TEXT:
━━━━━━━━━━━━━━━━━━━━━━━━━━━━━━

Friday Good News Roundup: March 3, 2017
Liz Biscevic—5 Things to Know Today
Happy Friday! If you want something to make you smile, check out what George W. Bush says about his friendship with Michelle Obama. Also, there’s a new lemur facial recognition device to satisfy all of your cute goals for the weekend, and kids open up about how they REALLY feel about the American Girl’s new boy doll in an enlightening video [Watch it below!].
1. Today: George W. Bush opens up about his unlikely friendship with Michelle Obama.
Many of us fail to notice that Bush and Michelle Obama are often seated next to each other at events, and Bush says it’s because he cracks her up. Bush told People that “Anyone who likes my sense of humor, I immediately like,” and he told Ellen DeGeneres that “I’m kind of a needler, and she handles it pretty well.” It’s a sweet friendship, and proof that even people on opposite sides of the political aisle can be friends.
2. Recode: Twitter is taking action against trolls with new anti-harassment features.

━━━━━━━━━━━━━━━━━━━━━━━━━━━━━━

Reproduce the roundup word for word, starting with "Friday Good News" and going on through "[Watch it below!].".

EXTRACTED RECORDS:
━━━━━━━━━━━━━━━━━━━━━━━━━━━━━━

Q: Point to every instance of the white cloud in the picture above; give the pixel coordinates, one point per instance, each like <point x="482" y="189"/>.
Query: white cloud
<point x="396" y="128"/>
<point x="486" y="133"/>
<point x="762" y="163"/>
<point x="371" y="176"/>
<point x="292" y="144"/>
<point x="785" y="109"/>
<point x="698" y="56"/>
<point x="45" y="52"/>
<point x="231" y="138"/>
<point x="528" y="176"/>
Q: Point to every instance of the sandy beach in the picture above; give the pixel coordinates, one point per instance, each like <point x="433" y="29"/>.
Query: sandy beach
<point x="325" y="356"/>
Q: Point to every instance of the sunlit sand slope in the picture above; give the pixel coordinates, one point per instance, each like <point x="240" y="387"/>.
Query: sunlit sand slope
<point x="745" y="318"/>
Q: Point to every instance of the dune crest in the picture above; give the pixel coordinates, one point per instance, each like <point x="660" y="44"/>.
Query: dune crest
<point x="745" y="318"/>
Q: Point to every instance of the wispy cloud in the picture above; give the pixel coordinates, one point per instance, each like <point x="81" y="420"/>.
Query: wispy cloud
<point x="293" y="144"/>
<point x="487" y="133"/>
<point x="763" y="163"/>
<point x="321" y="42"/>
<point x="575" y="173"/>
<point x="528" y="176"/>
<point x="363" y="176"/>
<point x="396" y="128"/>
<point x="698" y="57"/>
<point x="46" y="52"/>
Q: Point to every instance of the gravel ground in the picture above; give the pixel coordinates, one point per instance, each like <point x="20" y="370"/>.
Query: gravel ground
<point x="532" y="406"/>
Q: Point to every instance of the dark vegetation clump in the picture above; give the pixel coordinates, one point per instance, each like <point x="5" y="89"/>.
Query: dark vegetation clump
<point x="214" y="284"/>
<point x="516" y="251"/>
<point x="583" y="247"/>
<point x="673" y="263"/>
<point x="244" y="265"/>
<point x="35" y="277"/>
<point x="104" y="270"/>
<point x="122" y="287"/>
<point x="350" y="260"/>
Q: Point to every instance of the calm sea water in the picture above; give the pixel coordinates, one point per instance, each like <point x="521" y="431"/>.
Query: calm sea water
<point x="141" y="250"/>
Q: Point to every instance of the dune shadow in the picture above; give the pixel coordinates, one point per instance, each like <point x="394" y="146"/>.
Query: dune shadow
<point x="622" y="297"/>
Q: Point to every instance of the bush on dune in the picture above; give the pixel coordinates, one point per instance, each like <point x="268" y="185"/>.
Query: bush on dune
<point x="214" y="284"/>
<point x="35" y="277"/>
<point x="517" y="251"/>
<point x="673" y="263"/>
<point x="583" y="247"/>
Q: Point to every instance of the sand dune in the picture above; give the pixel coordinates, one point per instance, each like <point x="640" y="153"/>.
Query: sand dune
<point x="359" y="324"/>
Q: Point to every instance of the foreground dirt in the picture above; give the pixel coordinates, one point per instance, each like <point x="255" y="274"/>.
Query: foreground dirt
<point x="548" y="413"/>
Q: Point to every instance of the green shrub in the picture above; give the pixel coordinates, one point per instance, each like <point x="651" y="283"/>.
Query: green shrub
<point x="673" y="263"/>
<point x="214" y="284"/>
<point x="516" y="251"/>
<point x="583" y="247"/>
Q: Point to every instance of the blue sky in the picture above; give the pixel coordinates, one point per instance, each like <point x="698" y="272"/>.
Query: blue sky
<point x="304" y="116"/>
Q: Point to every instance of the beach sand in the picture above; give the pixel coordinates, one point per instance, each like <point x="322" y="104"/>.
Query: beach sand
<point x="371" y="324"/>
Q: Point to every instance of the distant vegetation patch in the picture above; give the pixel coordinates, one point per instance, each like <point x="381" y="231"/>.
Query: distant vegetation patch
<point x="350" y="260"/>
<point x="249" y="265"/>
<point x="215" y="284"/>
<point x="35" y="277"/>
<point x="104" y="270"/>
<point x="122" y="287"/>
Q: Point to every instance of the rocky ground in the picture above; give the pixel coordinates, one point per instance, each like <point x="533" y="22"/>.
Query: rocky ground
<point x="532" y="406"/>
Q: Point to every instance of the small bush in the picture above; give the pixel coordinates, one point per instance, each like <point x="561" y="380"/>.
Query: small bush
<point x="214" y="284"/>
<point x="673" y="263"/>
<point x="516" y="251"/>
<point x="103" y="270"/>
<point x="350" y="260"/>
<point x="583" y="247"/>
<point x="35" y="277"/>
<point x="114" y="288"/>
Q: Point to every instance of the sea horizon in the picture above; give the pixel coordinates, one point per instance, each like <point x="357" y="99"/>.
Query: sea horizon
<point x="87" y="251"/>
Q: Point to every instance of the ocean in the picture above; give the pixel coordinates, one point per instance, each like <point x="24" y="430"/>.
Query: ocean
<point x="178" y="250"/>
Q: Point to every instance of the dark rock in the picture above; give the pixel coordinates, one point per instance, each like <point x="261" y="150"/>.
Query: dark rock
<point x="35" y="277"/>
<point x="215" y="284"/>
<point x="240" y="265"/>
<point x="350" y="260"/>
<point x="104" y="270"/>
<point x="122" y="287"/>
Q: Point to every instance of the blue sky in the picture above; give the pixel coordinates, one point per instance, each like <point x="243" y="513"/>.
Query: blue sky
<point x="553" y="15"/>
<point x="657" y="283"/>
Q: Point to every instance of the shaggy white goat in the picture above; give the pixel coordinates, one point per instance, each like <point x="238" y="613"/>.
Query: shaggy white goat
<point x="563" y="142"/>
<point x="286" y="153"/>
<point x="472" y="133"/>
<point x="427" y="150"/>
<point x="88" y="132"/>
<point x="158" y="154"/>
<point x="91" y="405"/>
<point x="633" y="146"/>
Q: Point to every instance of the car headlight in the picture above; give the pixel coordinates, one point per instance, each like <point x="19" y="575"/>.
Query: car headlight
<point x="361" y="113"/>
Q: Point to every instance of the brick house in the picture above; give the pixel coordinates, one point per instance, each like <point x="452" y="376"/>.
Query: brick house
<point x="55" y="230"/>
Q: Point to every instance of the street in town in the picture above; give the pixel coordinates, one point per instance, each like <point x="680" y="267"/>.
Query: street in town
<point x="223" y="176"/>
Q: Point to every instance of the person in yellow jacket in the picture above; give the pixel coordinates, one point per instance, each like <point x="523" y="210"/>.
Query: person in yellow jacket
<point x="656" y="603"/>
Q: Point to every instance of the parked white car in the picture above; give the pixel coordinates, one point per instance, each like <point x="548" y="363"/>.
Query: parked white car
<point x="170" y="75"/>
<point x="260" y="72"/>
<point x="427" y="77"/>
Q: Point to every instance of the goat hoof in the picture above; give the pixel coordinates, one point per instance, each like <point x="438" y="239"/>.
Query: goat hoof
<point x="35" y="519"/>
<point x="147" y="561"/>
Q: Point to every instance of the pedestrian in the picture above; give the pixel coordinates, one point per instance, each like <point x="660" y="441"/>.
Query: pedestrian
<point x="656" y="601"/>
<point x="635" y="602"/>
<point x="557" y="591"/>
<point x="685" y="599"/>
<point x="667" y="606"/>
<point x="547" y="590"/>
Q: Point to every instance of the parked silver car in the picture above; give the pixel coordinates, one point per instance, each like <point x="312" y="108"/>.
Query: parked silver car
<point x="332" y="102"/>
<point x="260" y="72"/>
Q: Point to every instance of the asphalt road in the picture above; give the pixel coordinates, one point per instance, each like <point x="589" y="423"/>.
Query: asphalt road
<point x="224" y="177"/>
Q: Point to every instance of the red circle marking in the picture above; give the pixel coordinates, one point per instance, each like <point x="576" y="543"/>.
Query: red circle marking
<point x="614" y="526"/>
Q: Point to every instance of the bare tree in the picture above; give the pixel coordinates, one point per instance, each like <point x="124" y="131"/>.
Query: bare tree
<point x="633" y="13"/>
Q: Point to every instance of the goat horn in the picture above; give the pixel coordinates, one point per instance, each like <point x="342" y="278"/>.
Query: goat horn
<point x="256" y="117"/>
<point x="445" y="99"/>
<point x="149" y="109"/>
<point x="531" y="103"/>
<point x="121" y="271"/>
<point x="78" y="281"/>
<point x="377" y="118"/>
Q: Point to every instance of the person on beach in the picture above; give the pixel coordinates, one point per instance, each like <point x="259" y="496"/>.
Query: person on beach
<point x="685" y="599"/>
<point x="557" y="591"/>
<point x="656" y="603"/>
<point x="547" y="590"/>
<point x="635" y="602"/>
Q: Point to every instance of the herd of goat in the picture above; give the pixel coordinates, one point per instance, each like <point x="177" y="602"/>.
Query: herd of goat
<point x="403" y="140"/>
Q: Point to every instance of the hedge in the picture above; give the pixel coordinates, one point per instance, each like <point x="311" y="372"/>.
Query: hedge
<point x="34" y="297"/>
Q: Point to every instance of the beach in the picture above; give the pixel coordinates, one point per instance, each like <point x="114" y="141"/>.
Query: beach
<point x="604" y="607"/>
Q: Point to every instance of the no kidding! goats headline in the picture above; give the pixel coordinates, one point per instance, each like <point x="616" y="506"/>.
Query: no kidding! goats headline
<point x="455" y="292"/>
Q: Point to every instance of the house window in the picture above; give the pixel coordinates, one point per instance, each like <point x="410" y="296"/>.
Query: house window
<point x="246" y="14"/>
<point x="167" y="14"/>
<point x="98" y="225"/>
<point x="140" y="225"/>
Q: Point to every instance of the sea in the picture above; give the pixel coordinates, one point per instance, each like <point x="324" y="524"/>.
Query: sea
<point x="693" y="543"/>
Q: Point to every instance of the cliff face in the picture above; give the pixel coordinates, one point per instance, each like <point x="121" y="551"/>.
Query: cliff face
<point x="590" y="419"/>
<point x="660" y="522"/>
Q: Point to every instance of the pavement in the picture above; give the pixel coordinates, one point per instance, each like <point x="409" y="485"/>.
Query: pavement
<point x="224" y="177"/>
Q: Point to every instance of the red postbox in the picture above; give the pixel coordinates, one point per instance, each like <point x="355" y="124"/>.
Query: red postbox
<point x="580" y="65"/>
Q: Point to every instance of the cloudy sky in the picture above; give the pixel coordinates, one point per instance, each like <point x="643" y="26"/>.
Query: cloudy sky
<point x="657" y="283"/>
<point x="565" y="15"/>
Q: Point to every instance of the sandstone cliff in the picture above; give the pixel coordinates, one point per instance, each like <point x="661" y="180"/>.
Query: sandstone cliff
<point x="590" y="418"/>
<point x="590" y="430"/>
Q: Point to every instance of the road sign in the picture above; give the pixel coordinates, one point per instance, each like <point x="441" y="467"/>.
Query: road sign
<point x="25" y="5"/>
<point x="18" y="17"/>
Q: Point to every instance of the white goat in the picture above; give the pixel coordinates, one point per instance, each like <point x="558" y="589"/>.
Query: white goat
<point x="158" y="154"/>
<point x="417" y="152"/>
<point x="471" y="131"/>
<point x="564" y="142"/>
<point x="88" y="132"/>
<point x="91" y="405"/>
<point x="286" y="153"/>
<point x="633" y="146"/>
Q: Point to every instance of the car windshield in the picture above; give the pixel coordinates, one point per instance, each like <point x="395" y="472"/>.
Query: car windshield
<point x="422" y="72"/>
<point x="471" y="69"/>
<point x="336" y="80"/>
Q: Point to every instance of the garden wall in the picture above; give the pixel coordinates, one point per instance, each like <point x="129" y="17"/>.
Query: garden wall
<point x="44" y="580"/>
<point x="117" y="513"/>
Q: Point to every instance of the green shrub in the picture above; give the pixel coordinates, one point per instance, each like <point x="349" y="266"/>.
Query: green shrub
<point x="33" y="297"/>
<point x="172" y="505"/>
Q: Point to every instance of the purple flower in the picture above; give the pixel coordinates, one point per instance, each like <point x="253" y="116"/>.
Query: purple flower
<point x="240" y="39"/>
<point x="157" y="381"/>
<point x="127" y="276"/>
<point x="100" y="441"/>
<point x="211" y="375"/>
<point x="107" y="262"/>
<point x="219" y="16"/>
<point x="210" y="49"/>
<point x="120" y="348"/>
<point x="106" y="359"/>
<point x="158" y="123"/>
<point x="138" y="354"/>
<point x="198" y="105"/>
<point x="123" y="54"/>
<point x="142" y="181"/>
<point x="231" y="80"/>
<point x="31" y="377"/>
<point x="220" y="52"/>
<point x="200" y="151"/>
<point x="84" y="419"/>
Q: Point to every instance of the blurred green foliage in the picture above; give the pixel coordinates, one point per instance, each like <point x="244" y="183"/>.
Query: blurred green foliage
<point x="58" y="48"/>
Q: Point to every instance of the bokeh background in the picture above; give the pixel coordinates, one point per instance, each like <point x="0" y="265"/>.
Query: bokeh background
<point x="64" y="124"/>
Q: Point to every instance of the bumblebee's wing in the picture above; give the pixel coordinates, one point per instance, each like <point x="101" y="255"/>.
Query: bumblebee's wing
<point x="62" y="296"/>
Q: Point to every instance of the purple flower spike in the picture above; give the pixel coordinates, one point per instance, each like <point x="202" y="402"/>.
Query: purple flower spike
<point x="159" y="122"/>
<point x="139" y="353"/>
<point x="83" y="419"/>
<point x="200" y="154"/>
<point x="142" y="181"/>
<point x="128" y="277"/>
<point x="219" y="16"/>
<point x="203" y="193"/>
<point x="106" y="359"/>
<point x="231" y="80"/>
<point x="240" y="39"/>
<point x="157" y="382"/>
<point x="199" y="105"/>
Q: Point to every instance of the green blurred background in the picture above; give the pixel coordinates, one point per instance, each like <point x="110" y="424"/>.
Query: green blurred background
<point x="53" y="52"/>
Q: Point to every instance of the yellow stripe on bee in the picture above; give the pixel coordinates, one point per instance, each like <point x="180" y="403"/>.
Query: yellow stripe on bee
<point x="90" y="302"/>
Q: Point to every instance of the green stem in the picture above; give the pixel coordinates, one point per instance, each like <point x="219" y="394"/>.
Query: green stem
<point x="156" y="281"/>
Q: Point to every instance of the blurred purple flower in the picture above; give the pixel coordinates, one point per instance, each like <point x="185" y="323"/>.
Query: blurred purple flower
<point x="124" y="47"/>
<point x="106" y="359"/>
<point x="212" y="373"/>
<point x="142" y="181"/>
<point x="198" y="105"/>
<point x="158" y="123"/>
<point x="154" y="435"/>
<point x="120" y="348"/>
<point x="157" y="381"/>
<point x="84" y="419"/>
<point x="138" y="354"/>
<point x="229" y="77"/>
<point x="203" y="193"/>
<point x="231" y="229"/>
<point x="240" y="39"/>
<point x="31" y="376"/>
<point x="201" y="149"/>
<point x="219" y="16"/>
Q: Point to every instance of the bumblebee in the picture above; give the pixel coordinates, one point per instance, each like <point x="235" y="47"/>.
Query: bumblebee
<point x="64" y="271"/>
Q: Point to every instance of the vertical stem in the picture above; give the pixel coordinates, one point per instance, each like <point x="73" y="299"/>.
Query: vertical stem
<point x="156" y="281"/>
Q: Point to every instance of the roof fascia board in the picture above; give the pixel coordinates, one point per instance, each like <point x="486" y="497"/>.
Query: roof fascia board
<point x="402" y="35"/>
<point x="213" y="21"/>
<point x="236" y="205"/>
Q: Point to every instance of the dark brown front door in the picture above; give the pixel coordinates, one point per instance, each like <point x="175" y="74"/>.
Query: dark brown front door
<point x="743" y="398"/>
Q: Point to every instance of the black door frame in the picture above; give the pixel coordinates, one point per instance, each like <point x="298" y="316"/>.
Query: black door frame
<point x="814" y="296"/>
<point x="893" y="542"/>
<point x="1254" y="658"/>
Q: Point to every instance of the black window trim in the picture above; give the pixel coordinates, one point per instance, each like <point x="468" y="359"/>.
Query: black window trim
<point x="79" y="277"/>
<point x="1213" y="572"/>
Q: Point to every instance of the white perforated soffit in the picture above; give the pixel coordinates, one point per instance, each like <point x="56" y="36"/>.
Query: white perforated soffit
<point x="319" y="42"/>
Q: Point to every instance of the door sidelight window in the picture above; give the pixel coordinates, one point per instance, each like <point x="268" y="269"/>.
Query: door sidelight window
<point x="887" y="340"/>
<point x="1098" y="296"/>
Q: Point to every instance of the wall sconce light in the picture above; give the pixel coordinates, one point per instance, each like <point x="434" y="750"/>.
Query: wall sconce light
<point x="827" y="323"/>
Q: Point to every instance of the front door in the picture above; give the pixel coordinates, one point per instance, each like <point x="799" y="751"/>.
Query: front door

━━━━━━━━━━━━━━━━━━━━━━━━━━━━━━

WRITTEN SOLUTION:
Friday Good News Roundup: March 3, 2017
Liz Biscevic—5 Things to Know Today
Happy Friday! If you want something to make you smile, check out what George W. Bush says about his friendship with Michelle Obama. Also, there’s a new lemur facial recognition device to satisfy all of your cute goals for the weekend, and kids open up about how they REALLY feel about the American Girl’s new boy doll in an enlightening video [Watch it below!].